Текст для работы »
*-*-*
Днём эвакуируемых разместили на двухэтажных нарах в товарных вагонах поезда. Нам достались места на втором этаже. В середине вагона стояла печка, и в вагоне всё время было тепло. На остановках по пути следования все регулярно выдавался хлеб и, возможно, сейчас уже не помню, другие продукты. При выдаче продуктов делались отметки в эвакуационных документах. Некоторые изголодавшиеся люди эти отметки стирали и получали продукты два раза. Ехало много детей. Напротив нас на нарах заняла место супружеская чета с семью детьми дошкольного и, может быть, младшего школьного возраста.
В вагоне вспыхнула дизентерия, Заболели я, мой брат и почти все дети из этой семьи. Мы с братом выжили, а маленькие дети соседней семьи стали умирать один за другим. В жарко натопленном вагоне трупы быстро начинали разлагаться, выделяя тяжёлый запах. Помню, как глава семьи стоял у открытой двери двигавшегося вагона с мёртвым телом своего ребёнка. Сейчас уже не помню выбрасывал ли он трупы своих детей на ходу поезда или оставлял на остановках. Мать сошла с ума после смерти второго или третьего ребёнка.
*-*-*
Данные для указания областей
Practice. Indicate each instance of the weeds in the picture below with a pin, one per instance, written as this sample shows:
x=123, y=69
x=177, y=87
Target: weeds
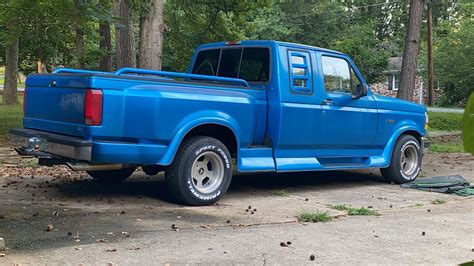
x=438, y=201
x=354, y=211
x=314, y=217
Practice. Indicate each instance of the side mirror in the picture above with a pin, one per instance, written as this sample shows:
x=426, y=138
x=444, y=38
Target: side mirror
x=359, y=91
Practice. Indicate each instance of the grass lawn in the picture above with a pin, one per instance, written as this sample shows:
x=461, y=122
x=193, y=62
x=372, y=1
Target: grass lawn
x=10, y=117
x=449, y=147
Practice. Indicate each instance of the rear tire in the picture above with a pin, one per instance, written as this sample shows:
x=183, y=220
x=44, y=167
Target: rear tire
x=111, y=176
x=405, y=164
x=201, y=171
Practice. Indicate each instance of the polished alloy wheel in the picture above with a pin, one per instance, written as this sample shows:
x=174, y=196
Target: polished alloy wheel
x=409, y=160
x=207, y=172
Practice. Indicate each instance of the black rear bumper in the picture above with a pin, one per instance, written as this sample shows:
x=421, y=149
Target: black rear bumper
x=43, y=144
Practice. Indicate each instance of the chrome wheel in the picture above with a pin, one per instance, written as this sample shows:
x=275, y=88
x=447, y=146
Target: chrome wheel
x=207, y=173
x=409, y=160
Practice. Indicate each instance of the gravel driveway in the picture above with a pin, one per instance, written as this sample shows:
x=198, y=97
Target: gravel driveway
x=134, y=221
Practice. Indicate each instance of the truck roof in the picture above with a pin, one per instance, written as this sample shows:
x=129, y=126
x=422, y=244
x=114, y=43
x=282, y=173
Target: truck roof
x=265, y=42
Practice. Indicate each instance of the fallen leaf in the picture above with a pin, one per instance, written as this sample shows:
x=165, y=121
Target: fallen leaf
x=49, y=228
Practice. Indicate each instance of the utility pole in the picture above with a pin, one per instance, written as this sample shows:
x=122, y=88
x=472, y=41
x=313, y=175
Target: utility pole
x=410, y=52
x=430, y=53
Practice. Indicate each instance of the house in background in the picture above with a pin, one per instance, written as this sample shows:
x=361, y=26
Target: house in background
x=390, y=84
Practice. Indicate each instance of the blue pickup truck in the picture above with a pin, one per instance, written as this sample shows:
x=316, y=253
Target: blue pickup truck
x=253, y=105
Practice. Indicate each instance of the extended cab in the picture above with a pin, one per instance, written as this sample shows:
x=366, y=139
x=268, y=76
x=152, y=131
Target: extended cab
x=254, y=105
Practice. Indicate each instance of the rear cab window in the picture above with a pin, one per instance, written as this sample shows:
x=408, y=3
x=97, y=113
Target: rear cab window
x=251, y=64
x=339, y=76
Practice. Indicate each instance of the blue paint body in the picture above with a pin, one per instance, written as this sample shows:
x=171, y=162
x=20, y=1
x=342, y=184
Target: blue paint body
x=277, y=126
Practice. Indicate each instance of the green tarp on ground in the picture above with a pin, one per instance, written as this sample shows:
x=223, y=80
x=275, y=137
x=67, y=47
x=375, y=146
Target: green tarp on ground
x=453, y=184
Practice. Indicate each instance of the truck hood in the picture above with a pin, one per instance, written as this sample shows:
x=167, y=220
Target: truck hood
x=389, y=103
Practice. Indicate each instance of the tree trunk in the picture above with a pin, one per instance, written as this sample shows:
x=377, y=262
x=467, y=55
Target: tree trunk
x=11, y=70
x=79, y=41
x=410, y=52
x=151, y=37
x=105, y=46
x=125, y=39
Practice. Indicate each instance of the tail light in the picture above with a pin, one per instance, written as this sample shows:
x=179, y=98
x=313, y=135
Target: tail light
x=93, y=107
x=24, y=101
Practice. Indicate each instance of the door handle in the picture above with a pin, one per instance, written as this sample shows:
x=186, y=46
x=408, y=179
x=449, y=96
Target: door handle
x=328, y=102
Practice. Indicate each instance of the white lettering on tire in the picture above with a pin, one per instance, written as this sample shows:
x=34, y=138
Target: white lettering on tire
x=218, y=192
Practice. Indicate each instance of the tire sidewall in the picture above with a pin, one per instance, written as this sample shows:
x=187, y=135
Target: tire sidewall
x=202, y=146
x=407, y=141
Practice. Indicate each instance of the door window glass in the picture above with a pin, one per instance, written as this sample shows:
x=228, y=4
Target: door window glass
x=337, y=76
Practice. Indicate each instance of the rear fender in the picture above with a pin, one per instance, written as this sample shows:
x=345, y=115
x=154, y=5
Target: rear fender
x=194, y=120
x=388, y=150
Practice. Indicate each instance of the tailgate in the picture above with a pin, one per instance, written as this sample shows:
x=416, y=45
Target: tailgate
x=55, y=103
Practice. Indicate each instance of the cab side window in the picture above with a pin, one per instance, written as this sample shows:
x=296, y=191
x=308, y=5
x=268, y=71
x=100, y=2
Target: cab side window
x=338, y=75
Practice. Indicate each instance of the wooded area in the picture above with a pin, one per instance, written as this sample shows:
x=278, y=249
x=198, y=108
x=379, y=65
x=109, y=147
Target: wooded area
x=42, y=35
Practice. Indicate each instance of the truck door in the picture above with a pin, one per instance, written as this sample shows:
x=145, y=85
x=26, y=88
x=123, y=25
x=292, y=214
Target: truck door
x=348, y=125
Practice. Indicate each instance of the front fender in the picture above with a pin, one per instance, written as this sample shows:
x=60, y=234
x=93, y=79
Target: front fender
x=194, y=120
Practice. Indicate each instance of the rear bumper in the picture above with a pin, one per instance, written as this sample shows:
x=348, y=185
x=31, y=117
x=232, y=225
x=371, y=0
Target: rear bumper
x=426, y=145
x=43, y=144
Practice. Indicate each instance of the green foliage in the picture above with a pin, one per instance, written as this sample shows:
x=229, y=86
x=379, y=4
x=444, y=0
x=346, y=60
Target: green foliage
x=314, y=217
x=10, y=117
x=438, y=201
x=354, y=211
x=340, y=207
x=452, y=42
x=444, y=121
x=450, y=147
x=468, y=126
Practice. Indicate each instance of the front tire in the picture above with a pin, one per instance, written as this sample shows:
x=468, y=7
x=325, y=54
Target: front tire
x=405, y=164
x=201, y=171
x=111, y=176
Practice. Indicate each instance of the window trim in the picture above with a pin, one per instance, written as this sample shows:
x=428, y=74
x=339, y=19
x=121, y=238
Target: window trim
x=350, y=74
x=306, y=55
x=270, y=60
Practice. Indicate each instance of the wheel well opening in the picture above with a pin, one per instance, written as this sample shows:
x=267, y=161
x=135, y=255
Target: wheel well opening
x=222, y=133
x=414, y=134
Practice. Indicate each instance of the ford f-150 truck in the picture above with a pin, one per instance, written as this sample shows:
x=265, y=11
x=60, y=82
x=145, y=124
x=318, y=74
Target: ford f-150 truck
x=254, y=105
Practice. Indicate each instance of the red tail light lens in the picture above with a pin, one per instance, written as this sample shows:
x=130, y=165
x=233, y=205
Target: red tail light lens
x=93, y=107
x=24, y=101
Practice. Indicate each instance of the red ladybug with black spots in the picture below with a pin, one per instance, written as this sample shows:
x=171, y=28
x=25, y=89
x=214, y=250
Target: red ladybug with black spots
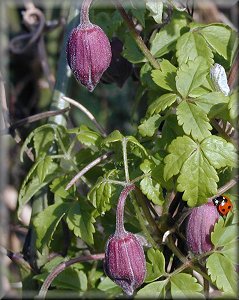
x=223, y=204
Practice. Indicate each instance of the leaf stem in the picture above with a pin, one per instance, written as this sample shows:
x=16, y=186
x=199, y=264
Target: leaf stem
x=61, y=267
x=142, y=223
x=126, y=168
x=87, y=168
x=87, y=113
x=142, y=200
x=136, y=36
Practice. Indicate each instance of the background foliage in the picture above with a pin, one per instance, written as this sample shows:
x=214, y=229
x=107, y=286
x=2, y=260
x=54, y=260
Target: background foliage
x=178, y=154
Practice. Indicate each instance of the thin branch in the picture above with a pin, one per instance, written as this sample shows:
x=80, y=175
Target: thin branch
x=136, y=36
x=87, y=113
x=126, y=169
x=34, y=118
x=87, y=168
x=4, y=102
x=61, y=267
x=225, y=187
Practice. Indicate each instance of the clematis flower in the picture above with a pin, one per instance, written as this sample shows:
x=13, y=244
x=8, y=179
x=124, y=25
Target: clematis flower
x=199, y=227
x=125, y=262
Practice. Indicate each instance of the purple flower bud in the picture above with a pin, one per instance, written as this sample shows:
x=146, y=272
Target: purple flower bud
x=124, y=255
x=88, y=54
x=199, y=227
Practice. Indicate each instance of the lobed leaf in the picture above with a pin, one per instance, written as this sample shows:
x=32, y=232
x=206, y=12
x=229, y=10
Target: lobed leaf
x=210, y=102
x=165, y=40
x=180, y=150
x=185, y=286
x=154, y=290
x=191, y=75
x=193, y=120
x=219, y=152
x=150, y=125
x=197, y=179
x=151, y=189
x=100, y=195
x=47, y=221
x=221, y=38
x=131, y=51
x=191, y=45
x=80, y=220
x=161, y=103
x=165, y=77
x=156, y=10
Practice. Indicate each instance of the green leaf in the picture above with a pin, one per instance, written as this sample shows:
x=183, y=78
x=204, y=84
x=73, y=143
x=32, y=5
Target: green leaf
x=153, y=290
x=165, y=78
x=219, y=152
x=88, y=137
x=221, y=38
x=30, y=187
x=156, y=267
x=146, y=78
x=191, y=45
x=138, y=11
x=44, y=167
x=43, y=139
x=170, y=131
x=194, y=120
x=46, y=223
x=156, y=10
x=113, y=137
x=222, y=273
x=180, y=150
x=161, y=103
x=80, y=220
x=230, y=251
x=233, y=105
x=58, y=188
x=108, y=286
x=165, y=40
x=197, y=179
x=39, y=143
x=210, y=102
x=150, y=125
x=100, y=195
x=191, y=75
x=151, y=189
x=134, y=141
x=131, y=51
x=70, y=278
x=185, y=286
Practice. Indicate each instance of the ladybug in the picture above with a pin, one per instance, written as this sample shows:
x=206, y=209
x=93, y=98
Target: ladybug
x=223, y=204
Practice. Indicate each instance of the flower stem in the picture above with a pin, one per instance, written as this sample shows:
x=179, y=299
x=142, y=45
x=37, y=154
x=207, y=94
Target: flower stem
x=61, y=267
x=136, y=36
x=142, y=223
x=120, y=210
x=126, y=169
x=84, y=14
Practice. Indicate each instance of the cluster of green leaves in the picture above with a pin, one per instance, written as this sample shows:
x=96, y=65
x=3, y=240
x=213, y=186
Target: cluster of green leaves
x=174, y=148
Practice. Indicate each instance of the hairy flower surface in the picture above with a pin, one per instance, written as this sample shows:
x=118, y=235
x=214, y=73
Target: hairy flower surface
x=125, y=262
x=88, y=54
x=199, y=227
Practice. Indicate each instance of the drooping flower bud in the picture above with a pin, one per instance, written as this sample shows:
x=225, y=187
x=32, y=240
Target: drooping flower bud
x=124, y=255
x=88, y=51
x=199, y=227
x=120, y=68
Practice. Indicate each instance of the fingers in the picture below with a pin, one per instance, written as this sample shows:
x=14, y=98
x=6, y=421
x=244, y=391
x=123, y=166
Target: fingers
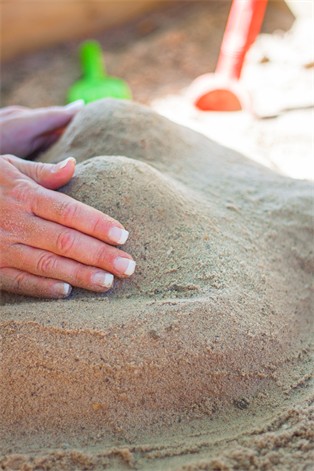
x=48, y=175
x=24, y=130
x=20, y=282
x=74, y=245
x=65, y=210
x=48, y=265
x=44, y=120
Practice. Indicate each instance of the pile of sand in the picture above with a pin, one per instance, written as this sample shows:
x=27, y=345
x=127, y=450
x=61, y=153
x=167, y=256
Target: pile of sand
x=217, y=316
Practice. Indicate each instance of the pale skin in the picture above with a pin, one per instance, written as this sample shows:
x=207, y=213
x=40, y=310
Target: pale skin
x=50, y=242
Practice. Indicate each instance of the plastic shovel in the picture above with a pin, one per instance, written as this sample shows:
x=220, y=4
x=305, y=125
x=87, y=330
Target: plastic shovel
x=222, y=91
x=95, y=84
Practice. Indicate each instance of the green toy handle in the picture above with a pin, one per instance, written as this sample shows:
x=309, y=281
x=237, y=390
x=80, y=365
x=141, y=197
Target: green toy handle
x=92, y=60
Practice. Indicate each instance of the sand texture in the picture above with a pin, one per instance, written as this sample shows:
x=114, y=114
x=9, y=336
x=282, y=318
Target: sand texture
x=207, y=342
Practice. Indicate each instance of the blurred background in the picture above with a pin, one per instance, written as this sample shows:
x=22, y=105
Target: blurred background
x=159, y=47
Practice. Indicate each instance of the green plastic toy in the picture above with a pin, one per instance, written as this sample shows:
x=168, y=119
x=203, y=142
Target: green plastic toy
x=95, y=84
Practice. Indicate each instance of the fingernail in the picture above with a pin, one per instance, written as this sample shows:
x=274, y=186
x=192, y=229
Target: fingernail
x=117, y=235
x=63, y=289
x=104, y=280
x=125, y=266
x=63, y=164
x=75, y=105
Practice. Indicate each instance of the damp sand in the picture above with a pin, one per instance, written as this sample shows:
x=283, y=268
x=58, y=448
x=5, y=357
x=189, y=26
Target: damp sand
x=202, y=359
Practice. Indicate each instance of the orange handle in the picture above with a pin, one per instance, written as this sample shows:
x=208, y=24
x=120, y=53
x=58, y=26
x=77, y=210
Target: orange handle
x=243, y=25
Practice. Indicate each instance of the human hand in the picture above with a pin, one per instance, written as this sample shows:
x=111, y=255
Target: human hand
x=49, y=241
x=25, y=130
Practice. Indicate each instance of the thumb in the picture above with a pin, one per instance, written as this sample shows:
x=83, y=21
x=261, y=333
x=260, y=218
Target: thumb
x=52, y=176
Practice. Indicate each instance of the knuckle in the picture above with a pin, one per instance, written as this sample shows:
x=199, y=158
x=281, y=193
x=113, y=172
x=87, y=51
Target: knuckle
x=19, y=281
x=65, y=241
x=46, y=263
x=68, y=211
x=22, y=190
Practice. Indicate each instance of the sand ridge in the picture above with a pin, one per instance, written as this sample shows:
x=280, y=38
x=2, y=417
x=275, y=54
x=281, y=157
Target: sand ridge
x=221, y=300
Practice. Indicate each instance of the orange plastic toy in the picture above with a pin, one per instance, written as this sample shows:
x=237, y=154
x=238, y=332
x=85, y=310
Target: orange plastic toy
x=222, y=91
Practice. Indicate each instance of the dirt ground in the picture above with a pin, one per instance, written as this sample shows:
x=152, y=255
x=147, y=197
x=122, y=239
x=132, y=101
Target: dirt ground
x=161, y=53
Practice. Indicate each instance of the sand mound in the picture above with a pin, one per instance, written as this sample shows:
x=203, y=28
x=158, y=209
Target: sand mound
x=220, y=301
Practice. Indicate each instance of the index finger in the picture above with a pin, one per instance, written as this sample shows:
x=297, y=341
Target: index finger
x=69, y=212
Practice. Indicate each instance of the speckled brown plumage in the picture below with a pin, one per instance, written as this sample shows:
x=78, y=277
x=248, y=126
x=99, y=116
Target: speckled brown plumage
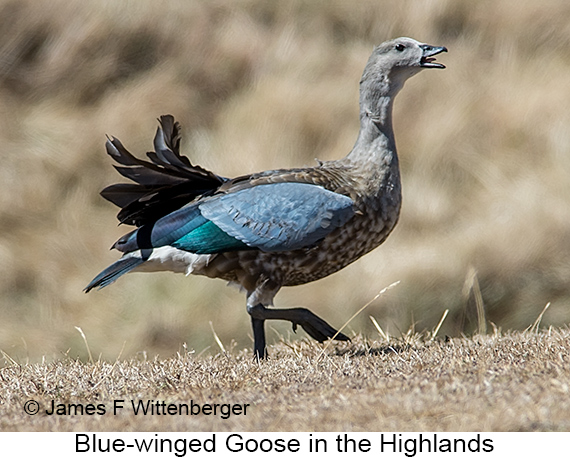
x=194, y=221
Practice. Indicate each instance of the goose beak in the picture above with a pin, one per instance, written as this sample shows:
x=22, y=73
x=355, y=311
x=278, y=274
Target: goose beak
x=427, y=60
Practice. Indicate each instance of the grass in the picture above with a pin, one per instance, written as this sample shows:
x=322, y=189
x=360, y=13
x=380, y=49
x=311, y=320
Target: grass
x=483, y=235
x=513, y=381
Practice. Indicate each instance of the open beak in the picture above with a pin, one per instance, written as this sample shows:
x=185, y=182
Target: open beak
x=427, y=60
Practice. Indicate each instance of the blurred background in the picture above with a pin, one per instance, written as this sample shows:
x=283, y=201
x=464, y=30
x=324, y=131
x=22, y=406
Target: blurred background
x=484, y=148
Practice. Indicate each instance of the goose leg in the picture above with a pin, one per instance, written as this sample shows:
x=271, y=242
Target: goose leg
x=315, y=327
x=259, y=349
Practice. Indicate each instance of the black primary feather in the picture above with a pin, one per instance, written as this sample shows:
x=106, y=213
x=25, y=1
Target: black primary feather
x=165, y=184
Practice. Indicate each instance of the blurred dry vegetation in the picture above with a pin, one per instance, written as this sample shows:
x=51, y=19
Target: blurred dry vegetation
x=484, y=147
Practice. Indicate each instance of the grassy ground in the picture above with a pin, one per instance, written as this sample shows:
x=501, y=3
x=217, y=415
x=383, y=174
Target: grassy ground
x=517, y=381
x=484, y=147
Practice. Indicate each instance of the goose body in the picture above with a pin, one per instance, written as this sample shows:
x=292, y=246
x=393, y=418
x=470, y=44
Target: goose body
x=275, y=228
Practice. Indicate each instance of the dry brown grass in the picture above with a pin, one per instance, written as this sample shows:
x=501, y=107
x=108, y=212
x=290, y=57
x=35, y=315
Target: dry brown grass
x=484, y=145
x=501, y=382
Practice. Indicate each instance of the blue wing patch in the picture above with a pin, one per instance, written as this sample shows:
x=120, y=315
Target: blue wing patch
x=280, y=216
*-*-*
Задания »
[a] Где в вагоне стояла печка, если верить тексту об эвакуации?
[b] Объясните по тексту об эвакуации, как некоторым людям удавалось получать продукты дважды.

Ответы к заданиям »
[a] В середине вагона.

[b] При выдаче продуктов делались отметки в эвакуационных документах. Некоторые изголодавшиеся люди стирали эти отметки и поэтому получали продукты второй раз.